TEXTE PRÉSENTÉ
===

Selon Adam Smith, auteur illustre de « La richesse des nations » (1776), l’intérêt général n’est pas assuré parce que le boulanger ou le boucher y travaillent, mais parce que chacun d’eux poursuit son intérêt égoïste. C’est là le principe de la « main invisible » à laquelle le philosophe écossais a attaché son nom.
Dit autrement, le fait que chacun s’occupe de ses propres affaires, sans se soucier pour autant du bien commun, a un pouvoir d’autorégulation. Celui-ci s’observe sans que personne ne s’y force : chacun suit simplement sa « pente naturelle ». Le mot « naturel » est ici fondamental : suivre son propre intérêt est « naturel », alors qu’au contraire, chercher à imposer l’intérêt général implique une régulation qui débouche sur des prohibitions, et constitue du coup une démarche « contre nature ».
Admettons donc ce principe très plausible que le bien commun découle « naturellement » de l’intérêt individuel bien compris. Réfléchissons-y cependant un instant.
L’homme est une espèce que les biologistes qualifient de « colonisatrice » : elle croît jusqu’à envahir entièrement son environnement. Nous pouvons aisément confirmer ceci en jetant un regard en arrière sur l’histoire du genre humain.
Une fois son environnement entièrement envahi, une espèce colonisatrice l’épuise peu à peu. Que fait-elle quand il est totalement épuisé ? Elle se met en quête d’un nouvel environnement qui lui soit propice.
Chacun connaît ces campagnols nordiques appelés lemmings qui pullulent parfois jusqu’à détruire entièrement la vallée qu’ils habitent. Ils s’en échappent alors à la recherche d’un habitat vierge. C’est cela qui explique leurs comportements qui nous apparaissent « suicidaires » : dans leur course folle, ils tombent en masse d’une falaise ou se noient très nombreux en tentant de traverser un cours d’eau bien trop large pour eux.
Notons-le : rien dans le comportement observé des lemmings qui ne soit parfaitement « naturel » à leur espèce : la « nature » continue, si l’on veut, de les protéger de l’extinction aussi longtemps qu’existe une nouvelle vallée à découvrir ou que s’est reconstituée en leur absence une vallée qu’ils ont précédemment épuisée.
Notons aussi que dans la fuite éperdue des lemmings, chacun d’entre eux suit son intérêt particulier, sans qu’aucun projet collectif ne préside à son comportement : sans se soucier des autres, en conformité donc avec les préconisations d’Adam Smith. S’il existait un principe d’intérêt général assurant leur survie, à savoir la conservation de leur vallée d’accueil en bon état de marche, les courses folles des lemmings ne seraient jamais observées.

===

LISTE DES TÂCHES
1. Indiquez si chacune des affirmations (a), (b) et (c) concorde avec le texte sur la main invisible, en répondant par oui ou non et en citant les mots décisifs du texte. (a) « La richesse des nations » date de 1776. (b) Les lemmings sont des campagnols d'Amérique du Sud. (c) Les biologistes qualifient l'homme d'espèce « colonisatrice ».
2. D'après le texte sur la main invisible, que fait une espèce colonisatrice quand son environnement est totalement épuisé ?
3. Rédigez la suite du texte sur la main invisible, à partir de sa dernière phrase.
Les enregistrements constituent un matériau distinct du texte sur la main invisible.

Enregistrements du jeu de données

===

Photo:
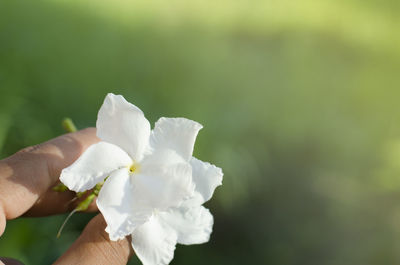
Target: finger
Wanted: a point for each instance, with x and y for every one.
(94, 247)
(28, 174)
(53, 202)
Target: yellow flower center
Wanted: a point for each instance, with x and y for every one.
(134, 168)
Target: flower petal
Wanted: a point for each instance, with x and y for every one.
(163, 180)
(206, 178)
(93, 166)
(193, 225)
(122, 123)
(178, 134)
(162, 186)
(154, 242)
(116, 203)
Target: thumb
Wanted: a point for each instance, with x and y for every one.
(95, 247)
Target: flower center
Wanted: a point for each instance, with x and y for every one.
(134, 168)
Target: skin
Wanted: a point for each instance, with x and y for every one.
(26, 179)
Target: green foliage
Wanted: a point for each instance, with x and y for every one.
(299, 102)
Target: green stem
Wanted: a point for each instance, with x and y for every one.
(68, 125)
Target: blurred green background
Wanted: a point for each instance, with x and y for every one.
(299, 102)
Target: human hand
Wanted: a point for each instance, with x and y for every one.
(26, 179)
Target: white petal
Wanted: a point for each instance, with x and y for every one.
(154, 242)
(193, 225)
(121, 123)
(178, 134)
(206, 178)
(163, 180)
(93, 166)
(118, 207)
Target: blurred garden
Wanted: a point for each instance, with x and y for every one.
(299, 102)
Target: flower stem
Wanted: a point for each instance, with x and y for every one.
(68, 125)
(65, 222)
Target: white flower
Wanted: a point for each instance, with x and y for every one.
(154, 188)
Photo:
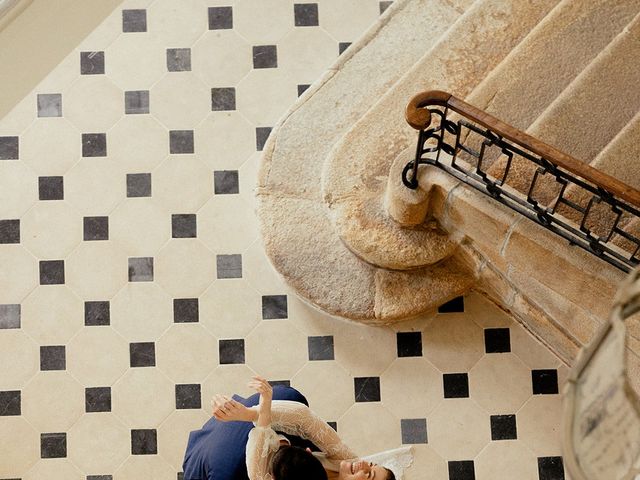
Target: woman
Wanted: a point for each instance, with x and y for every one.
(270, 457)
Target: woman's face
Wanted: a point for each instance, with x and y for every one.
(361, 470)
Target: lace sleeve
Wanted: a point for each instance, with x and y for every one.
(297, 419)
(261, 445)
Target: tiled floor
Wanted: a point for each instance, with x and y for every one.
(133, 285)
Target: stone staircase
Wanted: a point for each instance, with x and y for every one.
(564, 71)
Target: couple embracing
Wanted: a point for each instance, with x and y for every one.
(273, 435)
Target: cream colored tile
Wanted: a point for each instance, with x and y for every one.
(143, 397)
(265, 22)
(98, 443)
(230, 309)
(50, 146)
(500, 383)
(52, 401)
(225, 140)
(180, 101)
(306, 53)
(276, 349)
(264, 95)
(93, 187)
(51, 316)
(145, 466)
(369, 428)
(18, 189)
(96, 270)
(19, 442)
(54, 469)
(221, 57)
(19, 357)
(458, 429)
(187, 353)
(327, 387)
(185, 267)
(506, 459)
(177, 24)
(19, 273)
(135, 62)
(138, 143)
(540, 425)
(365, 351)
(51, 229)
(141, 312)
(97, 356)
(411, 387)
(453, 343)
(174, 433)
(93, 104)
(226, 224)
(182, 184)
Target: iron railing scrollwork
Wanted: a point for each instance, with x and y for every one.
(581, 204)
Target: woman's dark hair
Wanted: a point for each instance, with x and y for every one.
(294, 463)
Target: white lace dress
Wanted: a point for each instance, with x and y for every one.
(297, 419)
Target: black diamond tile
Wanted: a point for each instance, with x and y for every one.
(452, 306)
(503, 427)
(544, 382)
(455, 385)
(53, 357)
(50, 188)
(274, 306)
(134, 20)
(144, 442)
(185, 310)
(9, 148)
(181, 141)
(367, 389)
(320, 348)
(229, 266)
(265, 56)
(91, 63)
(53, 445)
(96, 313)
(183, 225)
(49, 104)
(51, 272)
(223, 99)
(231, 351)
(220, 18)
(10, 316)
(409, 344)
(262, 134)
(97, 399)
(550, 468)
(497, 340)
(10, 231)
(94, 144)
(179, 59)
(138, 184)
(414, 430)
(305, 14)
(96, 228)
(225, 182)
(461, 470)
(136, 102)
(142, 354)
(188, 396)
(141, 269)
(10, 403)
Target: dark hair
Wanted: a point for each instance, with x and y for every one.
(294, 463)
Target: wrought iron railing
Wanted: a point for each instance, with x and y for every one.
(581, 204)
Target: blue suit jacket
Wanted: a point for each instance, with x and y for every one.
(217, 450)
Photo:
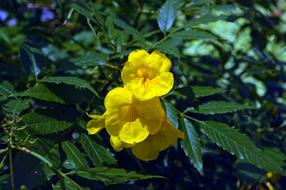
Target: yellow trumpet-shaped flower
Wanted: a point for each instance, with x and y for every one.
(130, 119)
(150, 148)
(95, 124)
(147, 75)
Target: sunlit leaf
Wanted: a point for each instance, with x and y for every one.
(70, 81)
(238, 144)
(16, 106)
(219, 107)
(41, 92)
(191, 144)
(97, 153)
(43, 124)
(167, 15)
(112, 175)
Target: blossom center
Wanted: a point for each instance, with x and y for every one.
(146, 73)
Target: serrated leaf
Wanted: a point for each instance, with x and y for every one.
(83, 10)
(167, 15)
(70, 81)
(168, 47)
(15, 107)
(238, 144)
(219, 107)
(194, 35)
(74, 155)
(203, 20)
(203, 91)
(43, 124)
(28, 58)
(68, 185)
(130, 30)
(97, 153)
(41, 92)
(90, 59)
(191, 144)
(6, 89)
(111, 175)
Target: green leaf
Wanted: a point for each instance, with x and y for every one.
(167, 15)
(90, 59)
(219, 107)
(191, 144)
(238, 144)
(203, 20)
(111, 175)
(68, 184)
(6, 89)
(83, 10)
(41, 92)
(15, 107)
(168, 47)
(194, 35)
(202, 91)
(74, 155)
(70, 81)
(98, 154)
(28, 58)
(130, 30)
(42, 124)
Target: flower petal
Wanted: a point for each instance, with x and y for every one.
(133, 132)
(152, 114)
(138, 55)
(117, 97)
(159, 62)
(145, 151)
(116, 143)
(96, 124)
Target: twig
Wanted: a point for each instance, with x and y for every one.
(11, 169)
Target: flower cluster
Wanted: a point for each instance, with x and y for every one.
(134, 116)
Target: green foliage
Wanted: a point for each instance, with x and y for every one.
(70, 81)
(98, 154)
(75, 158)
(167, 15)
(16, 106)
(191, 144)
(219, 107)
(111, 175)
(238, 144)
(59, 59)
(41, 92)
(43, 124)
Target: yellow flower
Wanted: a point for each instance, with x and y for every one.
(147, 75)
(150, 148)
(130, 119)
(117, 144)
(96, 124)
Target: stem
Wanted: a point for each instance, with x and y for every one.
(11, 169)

===

RÉPONSES PAR TÂCHE
1.
(a) Oui : « auteur illustre de « La richesse des nations » (1776) ».
(b) Non : « ces campagnols nordiques appelés lemmings ».
(c) Oui : « L’homme est une espèce que les biologistes qualifient de « colonisatrice » ».

2. Elle se met en quête d'un nouvel environnement qui lui soit propice.

3.
L’homme, nous le savons, s’est conduit jusqu’ici comme un lemming : envahissant la terre sans grand souci de rendre durable l’usage qu’il a du monde qui l’entoure. Et même quand il se préoccupe de celui-ci en énonçant des recommandations, ses efforts sont vains. Un seul exemple : depuis l’adoption en 1997 du protocole de Kyoto visant à réduire les effets de serre, les émissions annuelles de carbone à l’échelle de la planète sont passées de 6 400 à 8 700 millions de tonnes. C’est dire si nous sommes efficaces !
Les limites d’un comportement « colonisateur » vont cependant de soi : une fois l’ensemble des habitats possibles colonisé puis détruit, c’est l’extinction qui menace.
La conclusion est terrible : le comportement « naturel » d’une espèce ne la garantit en aucune façon contre l’extinction. Celle-ci n’a pas été prise en compte par la nature (les dinosaures ne nous démentiront pas sur ce point). La nature – le processus biologique – permet que se mettent en place les conditions qui autorisent qu’une espèce vive et s’épanouisse sur le court terme, mais elle n’offre aucune garantie quant à sa survie sur le long terme.
Autrement dit, et en ce qui nous concerne, la main invisible d’Adam Smith assure notre survie, mais à une seule condition : tant qu’il nous reste encore une autre vallée à coloniser.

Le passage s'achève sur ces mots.